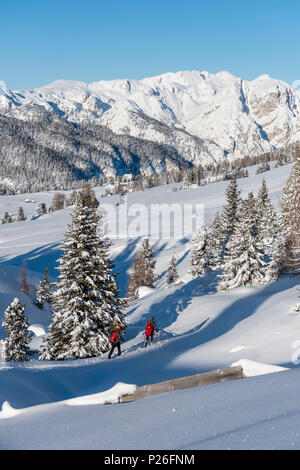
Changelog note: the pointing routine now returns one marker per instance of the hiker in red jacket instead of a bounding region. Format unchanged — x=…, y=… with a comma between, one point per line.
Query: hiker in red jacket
x=150, y=328
x=115, y=339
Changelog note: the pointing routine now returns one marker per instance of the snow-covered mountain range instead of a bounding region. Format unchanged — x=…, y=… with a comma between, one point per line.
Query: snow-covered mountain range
x=229, y=116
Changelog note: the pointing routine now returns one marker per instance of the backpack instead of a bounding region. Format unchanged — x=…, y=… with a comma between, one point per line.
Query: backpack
x=113, y=337
x=149, y=329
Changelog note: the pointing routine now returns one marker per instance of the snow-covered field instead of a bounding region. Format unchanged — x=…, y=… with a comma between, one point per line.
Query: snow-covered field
x=59, y=405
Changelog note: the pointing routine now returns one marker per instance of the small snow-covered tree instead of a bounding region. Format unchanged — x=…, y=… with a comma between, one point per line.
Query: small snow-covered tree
x=267, y=220
x=24, y=286
x=142, y=269
x=200, y=254
x=216, y=240
x=15, y=347
x=86, y=303
x=290, y=229
x=172, y=273
x=44, y=291
x=230, y=213
x=243, y=263
x=296, y=307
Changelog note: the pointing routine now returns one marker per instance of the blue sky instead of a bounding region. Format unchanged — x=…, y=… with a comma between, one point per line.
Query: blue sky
x=90, y=40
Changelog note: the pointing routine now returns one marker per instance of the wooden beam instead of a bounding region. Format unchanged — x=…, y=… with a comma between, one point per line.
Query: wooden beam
x=218, y=375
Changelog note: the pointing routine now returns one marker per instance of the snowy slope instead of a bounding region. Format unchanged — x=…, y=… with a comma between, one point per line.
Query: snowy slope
x=232, y=115
x=254, y=413
x=200, y=329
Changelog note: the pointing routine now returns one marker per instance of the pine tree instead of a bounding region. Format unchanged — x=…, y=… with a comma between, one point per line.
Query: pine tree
x=266, y=217
x=172, y=273
x=86, y=303
x=200, y=254
x=142, y=269
x=290, y=229
x=216, y=240
x=20, y=214
x=296, y=308
x=24, y=286
x=231, y=208
x=16, y=328
x=44, y=291
x=243, y=263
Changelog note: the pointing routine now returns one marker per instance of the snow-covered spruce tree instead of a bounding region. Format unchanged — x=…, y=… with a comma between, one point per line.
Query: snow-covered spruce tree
x=290, y=232
x=20, y=214
x=172, y=273
x=44, y=291
x=24, y=286
x=267, y=219
x=216, y=239
x=15, y=347
x=200, y=253
x=142, y=269
x=296, y=307
x=243, y=263
x=86, y=303
x=230, y=214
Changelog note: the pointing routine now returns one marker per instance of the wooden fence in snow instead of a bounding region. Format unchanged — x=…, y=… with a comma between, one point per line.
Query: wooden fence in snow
x=218, y=375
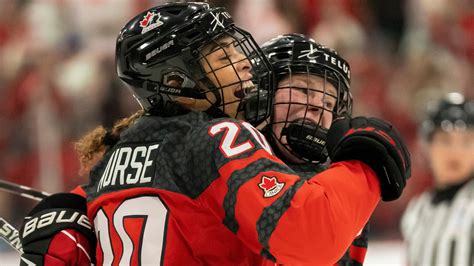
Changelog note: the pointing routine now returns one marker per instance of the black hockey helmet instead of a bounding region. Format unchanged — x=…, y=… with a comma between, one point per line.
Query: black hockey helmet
x=292, y=54
x=166, y=43
x=452, y=112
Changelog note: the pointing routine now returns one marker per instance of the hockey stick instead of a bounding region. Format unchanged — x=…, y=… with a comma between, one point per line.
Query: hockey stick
x=23, y=191
x=10, y=235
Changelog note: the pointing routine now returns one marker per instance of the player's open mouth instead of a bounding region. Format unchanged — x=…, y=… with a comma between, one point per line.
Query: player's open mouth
x=246, y=87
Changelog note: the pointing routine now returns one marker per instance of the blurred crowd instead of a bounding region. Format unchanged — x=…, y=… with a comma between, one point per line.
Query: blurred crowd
x=57, y=75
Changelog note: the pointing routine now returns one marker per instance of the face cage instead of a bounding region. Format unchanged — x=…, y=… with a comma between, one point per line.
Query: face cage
x=261, y=77
x=343, y=105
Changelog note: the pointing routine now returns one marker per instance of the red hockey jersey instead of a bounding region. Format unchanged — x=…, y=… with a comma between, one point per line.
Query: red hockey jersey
x=189, y=190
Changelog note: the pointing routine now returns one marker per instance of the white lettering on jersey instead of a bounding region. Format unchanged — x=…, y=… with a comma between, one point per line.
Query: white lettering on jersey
x=128, y=166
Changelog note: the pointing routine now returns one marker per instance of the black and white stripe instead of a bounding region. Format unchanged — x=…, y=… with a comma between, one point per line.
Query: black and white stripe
x=442, y=233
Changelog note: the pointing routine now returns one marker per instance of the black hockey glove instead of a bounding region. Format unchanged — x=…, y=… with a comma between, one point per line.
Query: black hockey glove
x=58, y=232
x=376, y=143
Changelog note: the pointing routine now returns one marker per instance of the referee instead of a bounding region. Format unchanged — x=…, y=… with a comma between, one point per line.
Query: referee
x=438, y=226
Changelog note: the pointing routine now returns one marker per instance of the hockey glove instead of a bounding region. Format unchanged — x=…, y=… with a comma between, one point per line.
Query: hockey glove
x=58, y=232
x=376, y=143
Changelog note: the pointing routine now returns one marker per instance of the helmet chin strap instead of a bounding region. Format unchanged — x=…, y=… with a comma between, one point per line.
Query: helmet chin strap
x=307, y=141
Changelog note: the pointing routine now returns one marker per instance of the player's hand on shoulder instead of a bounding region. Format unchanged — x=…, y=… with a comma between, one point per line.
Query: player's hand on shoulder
x=58, y=232
x=376, y=143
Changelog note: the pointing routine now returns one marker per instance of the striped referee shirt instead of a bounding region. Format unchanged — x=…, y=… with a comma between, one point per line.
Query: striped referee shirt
x=440, y=230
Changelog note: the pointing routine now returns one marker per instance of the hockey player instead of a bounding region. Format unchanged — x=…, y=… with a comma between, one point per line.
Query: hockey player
x=438, y=225
x=188, y=184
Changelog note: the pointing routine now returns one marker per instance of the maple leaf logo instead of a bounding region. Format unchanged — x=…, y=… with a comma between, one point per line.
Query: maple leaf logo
x=270, y=186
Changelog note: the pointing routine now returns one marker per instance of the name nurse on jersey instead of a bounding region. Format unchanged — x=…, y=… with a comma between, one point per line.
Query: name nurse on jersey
x=129, y=165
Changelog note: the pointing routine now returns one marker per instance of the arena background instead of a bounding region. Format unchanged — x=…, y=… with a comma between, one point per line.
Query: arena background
x=57, y=80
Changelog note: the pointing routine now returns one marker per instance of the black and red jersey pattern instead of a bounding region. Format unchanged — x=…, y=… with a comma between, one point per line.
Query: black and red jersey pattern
x=190, y=190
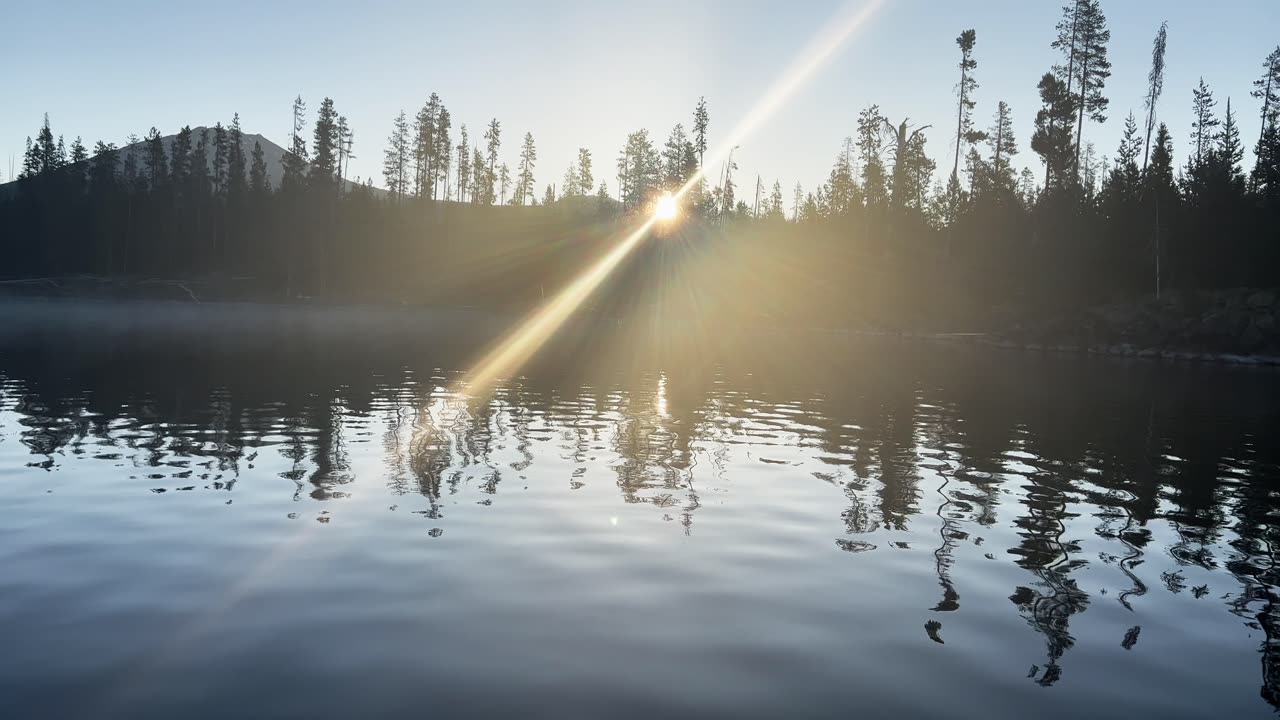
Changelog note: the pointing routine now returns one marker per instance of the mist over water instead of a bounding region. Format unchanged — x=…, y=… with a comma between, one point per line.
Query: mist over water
x=201, y=518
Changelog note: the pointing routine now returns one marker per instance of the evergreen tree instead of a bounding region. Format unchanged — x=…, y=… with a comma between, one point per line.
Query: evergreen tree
x=481, y=181
x=324, y=150
x=964, y=91
x=78, y=153
x=1155, y=86
x=493, y=141
x=584, y=171
x=236, y=181
x=525, y=181
x=219, y=159
x=1052, y=136
x=776, y=212
x=1203, y=123
x=104, y=168
x=673, y=159
x=295, y=162
x=1229, y=153
x=639, y=169
x=259, y=182
x=179, y=164
x=1267, y=89
x=397, y=158
x=702, y=121
x=1083, y=36
x=869, y=146
x=343, y=149
x=1159, y=187
x=442, y=158
x=425, y=154
x=1265, y=177
x=570, y=185
x=464, y=162
x=1000, y=140
x=1125, y=178
x=156, y=160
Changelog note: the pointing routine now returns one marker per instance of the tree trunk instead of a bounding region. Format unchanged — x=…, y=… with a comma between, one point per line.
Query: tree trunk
x=1079, y=123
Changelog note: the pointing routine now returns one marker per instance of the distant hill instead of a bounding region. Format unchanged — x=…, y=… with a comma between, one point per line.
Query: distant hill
x=272, y=153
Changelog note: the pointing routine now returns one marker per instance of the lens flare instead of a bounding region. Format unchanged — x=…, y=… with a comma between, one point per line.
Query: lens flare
x=517, y=346
x=666, y=209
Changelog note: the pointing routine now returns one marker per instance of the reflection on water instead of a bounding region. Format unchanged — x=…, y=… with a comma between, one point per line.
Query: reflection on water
x=337, y=529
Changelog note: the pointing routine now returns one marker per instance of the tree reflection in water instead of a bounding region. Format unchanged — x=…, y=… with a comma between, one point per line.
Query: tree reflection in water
x=952, y=446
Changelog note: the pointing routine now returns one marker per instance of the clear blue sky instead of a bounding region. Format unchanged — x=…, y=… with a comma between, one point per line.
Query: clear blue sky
x=585, y=73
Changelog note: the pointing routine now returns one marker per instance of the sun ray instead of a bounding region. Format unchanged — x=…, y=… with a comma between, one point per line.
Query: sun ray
x=524, y=341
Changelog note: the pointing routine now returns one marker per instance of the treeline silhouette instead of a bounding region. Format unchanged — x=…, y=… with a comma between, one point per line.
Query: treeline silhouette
x=456, y=224
x=1171, y=502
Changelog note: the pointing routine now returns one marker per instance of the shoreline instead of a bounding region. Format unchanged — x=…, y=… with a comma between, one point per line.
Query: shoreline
x=250, y=317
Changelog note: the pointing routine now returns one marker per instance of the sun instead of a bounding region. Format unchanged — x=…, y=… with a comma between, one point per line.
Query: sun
x=666, y=209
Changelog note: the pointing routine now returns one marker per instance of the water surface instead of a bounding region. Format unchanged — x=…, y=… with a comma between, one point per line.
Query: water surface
x=315, y=523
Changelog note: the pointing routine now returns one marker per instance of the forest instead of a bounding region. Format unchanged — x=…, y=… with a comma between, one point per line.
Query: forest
x=887, y=237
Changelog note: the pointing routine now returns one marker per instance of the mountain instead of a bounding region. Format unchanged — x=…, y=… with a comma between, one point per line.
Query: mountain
x=272, y=153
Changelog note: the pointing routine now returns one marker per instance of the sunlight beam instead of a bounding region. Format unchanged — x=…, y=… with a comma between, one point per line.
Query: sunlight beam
x=524, y=341
x=817, y=54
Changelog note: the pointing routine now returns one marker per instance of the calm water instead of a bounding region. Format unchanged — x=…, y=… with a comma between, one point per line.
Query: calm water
x=323, y=524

• Work instructions: An exact copy of the lines above between the line holding "Query: tree reflection in water" and the line holding "of the clear", inclusive, is the whole answer.

• Response below:
Query: tree reflection in water
x=952, y=446
Changelog note: the pointing routine now returns one marker per instance of the clear blue sky instead of a bounding region. Format unchanged — x=…, y=… with a comma between, one point per line.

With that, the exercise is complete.